#### Entries supplied:
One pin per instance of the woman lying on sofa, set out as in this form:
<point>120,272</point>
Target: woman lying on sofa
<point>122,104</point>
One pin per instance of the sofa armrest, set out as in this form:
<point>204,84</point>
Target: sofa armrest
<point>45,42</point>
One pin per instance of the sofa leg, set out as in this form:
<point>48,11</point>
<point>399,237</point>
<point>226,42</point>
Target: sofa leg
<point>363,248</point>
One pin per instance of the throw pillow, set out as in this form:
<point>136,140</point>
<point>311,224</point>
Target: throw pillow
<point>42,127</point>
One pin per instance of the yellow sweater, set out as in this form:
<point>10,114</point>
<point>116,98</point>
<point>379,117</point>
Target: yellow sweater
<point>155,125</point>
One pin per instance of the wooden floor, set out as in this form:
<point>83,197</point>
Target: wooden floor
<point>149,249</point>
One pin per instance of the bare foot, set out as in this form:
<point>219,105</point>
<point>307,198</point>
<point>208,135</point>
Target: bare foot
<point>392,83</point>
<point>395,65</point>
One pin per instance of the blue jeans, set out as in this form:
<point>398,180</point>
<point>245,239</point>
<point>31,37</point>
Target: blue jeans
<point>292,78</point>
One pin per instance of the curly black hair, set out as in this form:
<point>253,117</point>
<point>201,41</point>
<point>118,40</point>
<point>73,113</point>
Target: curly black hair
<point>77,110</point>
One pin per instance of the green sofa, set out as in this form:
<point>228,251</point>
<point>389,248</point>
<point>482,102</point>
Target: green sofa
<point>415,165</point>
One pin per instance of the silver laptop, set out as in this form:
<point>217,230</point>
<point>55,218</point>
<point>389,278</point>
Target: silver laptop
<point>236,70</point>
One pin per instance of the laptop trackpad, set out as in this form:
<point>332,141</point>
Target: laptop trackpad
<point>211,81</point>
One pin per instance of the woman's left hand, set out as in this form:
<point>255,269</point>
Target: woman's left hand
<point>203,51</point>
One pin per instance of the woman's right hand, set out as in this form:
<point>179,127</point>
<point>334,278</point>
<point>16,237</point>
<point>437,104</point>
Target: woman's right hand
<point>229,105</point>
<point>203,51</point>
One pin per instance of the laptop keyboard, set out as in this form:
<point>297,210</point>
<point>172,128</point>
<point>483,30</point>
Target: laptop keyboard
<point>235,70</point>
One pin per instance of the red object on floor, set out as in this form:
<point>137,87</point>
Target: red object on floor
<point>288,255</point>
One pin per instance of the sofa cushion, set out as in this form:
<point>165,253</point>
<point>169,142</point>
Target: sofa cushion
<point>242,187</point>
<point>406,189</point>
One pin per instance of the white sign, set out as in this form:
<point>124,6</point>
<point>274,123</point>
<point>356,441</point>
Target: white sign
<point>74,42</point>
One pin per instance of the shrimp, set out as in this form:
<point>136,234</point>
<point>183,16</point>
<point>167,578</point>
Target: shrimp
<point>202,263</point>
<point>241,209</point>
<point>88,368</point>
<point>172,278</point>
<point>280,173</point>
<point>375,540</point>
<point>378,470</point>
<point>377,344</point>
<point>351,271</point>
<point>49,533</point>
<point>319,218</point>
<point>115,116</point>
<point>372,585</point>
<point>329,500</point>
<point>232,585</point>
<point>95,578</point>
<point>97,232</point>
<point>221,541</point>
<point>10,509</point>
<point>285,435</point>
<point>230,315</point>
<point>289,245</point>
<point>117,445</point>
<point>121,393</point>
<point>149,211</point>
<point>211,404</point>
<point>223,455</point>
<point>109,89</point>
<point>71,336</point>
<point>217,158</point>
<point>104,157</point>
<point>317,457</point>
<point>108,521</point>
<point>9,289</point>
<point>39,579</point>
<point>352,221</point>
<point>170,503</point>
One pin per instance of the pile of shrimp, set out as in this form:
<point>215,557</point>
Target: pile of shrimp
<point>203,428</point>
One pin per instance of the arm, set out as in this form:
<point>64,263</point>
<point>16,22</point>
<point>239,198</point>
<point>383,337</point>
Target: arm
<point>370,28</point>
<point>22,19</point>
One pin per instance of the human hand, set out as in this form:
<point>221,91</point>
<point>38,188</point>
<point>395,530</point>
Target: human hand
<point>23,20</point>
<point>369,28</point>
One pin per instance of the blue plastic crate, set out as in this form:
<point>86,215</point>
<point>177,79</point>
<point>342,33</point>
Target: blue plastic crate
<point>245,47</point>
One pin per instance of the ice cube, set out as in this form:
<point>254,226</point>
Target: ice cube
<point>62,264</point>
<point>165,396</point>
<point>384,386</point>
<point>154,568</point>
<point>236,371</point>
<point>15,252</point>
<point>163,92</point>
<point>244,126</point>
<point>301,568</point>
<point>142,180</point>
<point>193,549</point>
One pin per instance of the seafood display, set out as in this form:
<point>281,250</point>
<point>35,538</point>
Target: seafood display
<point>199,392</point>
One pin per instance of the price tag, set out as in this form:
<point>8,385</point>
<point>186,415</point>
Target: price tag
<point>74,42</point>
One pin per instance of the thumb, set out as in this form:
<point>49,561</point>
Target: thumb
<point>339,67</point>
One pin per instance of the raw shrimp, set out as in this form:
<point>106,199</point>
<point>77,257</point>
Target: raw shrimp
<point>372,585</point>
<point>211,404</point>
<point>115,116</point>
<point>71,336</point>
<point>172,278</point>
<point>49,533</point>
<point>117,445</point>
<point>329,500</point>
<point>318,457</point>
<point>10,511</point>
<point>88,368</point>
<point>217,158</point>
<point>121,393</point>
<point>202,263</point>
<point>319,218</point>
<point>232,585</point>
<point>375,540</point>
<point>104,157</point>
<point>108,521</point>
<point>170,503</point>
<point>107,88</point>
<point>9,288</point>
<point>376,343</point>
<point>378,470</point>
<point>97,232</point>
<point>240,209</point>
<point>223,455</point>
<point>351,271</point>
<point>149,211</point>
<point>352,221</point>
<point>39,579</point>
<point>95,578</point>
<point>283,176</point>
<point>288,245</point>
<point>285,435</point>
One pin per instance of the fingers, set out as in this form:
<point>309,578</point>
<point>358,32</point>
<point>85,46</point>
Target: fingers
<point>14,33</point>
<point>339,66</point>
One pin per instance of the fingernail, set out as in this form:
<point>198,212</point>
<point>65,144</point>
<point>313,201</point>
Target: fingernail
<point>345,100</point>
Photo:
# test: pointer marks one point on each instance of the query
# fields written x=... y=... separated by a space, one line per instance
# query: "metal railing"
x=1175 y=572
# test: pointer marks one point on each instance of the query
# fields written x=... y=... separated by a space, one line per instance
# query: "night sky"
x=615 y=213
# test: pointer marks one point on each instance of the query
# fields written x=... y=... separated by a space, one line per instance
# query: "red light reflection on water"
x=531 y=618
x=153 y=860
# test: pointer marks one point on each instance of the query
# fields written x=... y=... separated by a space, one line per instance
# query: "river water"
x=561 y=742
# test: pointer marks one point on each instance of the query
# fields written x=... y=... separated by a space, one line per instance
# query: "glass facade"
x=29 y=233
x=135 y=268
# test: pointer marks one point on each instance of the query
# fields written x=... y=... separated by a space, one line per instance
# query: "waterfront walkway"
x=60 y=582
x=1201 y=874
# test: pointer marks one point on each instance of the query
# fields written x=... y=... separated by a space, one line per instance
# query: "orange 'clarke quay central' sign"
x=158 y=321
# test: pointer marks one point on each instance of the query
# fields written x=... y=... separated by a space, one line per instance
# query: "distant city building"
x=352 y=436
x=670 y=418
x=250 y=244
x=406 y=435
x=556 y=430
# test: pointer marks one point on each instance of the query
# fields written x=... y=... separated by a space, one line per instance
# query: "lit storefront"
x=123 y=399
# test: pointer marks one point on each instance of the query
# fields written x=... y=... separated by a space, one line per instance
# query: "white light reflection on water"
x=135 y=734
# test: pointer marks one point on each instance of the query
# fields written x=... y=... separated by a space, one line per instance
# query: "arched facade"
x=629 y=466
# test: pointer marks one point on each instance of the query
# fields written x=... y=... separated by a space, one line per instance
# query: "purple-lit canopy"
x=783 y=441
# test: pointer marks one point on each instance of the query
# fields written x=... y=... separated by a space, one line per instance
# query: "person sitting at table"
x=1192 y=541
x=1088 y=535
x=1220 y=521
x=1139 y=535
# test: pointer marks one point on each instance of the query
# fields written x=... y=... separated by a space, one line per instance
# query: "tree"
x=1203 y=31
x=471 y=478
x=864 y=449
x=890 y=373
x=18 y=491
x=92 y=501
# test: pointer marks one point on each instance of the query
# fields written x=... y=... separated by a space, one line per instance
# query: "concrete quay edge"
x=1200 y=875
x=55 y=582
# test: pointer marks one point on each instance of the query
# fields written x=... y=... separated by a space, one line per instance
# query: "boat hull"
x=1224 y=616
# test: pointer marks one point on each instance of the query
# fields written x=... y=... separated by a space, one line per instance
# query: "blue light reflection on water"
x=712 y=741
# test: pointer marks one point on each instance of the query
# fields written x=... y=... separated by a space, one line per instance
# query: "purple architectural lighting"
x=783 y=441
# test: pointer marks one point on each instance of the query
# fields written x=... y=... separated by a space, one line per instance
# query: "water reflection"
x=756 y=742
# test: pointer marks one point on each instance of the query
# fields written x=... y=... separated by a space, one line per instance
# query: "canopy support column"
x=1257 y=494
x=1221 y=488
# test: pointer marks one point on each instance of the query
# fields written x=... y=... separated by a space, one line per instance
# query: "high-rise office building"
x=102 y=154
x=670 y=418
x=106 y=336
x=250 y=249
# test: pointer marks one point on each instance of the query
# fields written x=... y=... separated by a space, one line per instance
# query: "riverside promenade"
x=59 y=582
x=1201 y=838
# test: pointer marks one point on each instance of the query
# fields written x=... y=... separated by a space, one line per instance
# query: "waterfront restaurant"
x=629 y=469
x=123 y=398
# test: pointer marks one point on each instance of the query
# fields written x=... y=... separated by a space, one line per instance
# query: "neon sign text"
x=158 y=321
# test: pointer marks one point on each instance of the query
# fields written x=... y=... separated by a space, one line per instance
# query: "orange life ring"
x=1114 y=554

#### Problem:
Swap "sofa armrest" for "couch armrest" in the records from the start through the line with "<point>45,42</point>", and leave everything else the same.

#### Exercise answer:
One pin per instance of the woman lying on sofa, set out as in this form:
<point>120,272</point>
Target: woman lying on sofa
<point>122,104</point>
One pin per instance of the couch armrest, set out as in this form:
<point>204,84</point>
Target: couch armrest
<point>45,42</point>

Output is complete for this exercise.